| Stored items |
|---|

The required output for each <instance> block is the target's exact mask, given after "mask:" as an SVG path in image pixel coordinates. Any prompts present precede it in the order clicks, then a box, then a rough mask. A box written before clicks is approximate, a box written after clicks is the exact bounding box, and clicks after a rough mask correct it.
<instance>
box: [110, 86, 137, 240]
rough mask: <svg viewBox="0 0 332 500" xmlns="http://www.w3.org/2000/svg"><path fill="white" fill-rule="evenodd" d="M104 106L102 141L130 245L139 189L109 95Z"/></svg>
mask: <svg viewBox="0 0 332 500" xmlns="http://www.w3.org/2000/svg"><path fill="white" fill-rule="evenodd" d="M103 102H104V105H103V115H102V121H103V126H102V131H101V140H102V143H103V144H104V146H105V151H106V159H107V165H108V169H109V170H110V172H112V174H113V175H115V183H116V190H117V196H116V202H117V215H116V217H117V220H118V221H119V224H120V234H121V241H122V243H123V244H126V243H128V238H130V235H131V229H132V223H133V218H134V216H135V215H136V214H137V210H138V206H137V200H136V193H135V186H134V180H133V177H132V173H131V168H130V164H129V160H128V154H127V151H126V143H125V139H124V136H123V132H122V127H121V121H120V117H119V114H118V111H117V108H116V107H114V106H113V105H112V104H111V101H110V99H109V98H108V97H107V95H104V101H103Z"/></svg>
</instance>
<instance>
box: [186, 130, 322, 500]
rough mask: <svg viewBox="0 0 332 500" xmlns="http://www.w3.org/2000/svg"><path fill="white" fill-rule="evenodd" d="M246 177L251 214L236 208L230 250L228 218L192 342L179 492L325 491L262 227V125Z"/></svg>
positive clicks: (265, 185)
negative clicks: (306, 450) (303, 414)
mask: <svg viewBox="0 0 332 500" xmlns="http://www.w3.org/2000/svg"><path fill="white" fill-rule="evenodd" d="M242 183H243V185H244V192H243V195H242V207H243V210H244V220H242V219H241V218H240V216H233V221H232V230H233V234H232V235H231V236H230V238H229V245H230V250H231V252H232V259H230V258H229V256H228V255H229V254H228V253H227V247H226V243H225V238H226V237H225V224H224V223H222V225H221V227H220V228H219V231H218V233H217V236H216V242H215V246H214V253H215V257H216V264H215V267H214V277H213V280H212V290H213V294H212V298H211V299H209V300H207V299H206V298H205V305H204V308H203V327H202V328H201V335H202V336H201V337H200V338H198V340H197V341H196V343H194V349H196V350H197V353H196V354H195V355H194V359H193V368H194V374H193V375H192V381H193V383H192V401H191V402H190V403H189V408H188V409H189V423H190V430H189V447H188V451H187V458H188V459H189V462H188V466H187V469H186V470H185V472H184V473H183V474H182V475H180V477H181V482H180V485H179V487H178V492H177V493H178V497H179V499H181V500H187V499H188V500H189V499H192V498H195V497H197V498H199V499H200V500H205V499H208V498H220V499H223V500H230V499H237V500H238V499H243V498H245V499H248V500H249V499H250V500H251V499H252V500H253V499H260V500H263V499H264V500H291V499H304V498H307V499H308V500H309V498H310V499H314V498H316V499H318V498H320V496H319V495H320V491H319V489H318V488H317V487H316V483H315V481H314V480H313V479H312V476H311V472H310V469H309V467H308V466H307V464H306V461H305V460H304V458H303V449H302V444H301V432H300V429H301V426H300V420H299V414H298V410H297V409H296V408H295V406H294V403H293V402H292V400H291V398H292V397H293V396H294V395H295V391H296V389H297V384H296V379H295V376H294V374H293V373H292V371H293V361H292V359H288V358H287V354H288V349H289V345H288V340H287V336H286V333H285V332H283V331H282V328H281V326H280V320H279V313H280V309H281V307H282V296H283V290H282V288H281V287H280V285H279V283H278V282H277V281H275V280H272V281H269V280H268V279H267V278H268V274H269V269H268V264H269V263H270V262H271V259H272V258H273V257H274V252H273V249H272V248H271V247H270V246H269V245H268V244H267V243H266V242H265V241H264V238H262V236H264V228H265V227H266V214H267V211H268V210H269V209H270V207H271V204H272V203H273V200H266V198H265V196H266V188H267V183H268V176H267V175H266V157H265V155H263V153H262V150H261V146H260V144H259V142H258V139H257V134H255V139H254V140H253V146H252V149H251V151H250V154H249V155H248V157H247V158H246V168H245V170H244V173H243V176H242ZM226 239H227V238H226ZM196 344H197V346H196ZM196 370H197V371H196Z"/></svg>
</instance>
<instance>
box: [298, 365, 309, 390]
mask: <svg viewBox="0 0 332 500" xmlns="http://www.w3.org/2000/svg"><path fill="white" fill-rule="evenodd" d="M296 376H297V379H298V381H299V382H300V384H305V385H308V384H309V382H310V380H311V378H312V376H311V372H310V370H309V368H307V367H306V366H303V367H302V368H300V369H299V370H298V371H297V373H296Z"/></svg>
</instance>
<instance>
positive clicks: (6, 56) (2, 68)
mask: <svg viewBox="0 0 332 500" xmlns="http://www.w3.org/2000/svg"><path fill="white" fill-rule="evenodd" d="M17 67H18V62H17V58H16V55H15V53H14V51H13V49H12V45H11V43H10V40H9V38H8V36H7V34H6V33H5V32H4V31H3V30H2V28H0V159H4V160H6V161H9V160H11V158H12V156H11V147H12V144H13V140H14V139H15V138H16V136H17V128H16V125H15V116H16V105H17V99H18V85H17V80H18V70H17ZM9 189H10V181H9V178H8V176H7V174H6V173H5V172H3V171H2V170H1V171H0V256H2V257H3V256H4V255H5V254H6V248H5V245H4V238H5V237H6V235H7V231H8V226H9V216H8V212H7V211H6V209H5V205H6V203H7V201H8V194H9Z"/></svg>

|---|

| Task instructions |
An exact, complete copy of the lines above from the one with "box: [110, 86, 137, 240]" through the one with "box: [186, 130, 322, 500]" is the whole answer.

| Written response |
box: [110, 86, 137, 240]
rough mask: <svg viewBox="0 0 332 500" xmlns="http://www.w3.org/2000/svg"><path fill="white" fill-rule="evenodd" d="M104 106L102 141L130 245L139 189L109 95Z"/></svg>
mask: <svg viewBox="0 0 332 500" xmlns="http://www.w3.org/2000/svg"><path fill="white" fill-rule="evenodd" d="M103 102H104V105H103V115H102V121H103V126H102V131H101V140H102V143H103V144H104V146H105V151H106V159H107V165H108V169H109V170H110V172H112V174H113V175H115V183H116V190H117V196H116V202H117V215H116V217H117V220H118V221H119V224H120V234H121V241H122V243H123V244H126V243H128V238H130V235H131V229H132V223H133V218H134V216H135V215H136V214H137V210H138V206H137V200H136V193H135V186H134V180H133V177H132V173H131V168H130V164H129V160H128V154H127V151H126V143H125V139H124V136H123V132H122V127H121V121H120V117H119V114H118V111H117V108H116V107H114V106H113V105H112V104H111V101H110V99H109V98H108V97H107V95H104V101H103Z"/></svg>
</instance>
<instance>
box: [186, 130, 322, 500]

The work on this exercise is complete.